## [What the task requires]
Wherever the word "light" occurs in the listing below, copy that whole line.

## [Material for this exercise]
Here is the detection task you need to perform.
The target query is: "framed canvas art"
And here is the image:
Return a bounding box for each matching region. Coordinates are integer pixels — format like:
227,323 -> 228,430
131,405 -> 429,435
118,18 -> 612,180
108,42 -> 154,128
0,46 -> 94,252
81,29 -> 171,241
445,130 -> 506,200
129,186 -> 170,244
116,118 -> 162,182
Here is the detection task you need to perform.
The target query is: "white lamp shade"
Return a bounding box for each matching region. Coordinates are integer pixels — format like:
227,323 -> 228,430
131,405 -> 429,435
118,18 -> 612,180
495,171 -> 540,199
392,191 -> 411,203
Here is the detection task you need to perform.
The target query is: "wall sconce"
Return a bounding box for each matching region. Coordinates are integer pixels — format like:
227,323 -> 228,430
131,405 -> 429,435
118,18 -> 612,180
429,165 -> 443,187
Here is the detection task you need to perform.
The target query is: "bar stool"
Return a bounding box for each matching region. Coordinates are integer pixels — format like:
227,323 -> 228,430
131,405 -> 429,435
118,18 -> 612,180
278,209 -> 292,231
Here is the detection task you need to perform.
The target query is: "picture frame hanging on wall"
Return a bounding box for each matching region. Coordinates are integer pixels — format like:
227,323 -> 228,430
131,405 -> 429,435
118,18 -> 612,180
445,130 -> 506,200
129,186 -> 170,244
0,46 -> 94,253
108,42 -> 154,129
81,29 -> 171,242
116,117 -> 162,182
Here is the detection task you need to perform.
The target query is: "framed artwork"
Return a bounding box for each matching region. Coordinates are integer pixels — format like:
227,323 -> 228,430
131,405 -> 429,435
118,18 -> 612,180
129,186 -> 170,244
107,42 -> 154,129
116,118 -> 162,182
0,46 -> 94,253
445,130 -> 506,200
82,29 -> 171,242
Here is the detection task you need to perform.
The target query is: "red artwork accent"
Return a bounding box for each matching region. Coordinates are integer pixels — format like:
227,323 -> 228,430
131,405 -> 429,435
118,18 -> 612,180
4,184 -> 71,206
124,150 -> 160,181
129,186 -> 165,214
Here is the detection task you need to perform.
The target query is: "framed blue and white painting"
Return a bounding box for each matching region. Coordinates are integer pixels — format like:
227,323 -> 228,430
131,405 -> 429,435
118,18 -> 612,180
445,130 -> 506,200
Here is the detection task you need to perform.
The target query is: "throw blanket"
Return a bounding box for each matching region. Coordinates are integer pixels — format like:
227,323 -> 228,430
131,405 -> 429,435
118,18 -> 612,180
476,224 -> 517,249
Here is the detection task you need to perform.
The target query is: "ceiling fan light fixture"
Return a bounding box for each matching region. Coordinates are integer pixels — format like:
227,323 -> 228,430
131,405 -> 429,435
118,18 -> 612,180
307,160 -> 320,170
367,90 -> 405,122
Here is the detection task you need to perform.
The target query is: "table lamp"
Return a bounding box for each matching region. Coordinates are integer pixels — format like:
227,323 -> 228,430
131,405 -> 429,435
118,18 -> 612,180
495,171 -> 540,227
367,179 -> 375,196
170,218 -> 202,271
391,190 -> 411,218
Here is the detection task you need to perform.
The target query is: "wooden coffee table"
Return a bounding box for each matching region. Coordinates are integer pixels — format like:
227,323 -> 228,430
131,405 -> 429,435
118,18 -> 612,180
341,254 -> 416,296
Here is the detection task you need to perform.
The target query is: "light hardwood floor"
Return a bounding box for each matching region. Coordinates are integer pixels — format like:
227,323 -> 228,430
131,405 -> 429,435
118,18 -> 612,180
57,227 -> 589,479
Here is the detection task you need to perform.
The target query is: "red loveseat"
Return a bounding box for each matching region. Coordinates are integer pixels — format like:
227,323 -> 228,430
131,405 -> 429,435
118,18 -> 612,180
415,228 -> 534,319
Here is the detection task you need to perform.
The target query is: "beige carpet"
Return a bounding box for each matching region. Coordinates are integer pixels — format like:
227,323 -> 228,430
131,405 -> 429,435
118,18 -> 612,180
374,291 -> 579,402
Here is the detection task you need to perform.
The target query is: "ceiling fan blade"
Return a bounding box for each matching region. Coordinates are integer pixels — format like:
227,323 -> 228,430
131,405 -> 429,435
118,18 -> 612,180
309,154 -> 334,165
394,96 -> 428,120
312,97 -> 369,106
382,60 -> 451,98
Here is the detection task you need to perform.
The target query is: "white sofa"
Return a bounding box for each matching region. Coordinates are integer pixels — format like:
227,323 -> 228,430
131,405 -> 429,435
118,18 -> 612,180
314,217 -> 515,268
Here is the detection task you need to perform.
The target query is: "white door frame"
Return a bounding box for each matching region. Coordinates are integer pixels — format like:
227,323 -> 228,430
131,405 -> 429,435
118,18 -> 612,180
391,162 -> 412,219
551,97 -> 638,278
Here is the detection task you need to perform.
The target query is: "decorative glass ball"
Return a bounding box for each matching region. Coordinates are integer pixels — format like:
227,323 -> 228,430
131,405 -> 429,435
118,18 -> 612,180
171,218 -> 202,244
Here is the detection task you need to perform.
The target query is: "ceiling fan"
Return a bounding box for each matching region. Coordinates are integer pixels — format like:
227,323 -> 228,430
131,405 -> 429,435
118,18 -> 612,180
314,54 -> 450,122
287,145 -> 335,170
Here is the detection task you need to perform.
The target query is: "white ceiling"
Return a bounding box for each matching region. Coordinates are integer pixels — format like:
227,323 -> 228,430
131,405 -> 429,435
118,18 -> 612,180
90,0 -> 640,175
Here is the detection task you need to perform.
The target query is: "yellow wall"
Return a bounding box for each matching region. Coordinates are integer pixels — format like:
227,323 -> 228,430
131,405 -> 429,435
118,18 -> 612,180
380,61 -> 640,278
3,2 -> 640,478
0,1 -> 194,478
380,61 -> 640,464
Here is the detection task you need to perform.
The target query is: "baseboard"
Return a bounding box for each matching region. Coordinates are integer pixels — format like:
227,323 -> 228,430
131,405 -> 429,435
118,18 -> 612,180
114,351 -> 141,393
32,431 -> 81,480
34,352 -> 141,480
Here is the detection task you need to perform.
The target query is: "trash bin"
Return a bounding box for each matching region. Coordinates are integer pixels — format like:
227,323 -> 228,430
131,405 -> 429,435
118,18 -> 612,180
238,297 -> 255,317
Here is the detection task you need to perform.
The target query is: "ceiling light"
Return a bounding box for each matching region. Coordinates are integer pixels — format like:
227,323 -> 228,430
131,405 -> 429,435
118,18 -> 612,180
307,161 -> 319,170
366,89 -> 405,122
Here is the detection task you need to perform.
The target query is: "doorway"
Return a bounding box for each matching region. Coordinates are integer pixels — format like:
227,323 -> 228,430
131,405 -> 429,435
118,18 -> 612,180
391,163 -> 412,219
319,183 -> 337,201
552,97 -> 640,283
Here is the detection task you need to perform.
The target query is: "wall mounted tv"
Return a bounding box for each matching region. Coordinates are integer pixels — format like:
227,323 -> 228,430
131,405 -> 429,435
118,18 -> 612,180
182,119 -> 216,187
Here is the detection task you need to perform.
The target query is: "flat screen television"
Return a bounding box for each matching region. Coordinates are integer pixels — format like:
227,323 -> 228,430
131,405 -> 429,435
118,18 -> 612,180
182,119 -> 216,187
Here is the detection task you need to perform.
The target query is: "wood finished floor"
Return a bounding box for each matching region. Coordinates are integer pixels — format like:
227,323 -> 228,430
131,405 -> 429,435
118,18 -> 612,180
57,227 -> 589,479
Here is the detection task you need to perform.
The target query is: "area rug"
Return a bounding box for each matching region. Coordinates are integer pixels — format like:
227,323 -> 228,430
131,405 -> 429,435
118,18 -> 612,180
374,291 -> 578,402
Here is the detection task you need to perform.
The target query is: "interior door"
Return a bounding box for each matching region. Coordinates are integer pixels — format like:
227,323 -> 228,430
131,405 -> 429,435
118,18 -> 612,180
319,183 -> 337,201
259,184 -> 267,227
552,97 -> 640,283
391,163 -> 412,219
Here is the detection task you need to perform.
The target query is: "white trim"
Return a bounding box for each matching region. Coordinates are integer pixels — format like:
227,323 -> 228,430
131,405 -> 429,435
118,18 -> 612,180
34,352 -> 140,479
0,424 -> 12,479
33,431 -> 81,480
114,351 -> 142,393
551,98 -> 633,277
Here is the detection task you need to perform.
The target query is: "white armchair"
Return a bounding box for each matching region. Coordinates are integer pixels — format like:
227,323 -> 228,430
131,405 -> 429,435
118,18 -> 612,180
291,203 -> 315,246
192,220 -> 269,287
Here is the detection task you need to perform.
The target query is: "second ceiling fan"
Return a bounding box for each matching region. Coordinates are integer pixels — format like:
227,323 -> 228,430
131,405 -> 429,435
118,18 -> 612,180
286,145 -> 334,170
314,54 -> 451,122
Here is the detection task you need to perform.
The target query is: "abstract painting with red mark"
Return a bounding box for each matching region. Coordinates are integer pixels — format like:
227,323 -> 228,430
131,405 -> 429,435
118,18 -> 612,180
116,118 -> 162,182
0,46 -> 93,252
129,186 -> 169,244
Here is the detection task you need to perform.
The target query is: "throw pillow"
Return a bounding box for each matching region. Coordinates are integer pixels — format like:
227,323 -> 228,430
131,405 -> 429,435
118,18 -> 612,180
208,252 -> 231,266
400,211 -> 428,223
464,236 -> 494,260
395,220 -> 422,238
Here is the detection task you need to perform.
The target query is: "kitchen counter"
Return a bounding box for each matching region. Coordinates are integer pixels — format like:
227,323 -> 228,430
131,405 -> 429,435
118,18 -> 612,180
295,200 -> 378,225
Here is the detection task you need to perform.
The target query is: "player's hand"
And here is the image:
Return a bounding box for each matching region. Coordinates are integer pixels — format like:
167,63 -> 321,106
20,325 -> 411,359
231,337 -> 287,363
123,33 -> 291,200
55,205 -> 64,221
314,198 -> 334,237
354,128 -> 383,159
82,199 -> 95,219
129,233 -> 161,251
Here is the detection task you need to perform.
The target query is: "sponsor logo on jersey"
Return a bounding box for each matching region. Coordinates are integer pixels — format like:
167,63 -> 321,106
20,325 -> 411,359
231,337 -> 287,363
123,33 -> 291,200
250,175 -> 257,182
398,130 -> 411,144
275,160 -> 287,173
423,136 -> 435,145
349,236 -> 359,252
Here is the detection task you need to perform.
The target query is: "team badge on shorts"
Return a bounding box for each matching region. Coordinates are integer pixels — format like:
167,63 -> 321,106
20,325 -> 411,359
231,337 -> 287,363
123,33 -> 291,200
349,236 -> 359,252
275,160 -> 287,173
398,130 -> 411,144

## [Worked solution]
The target query is: "ceiling fan light fixture"
The target query is: "light hardwood floor"
The target query is: "ceiling light"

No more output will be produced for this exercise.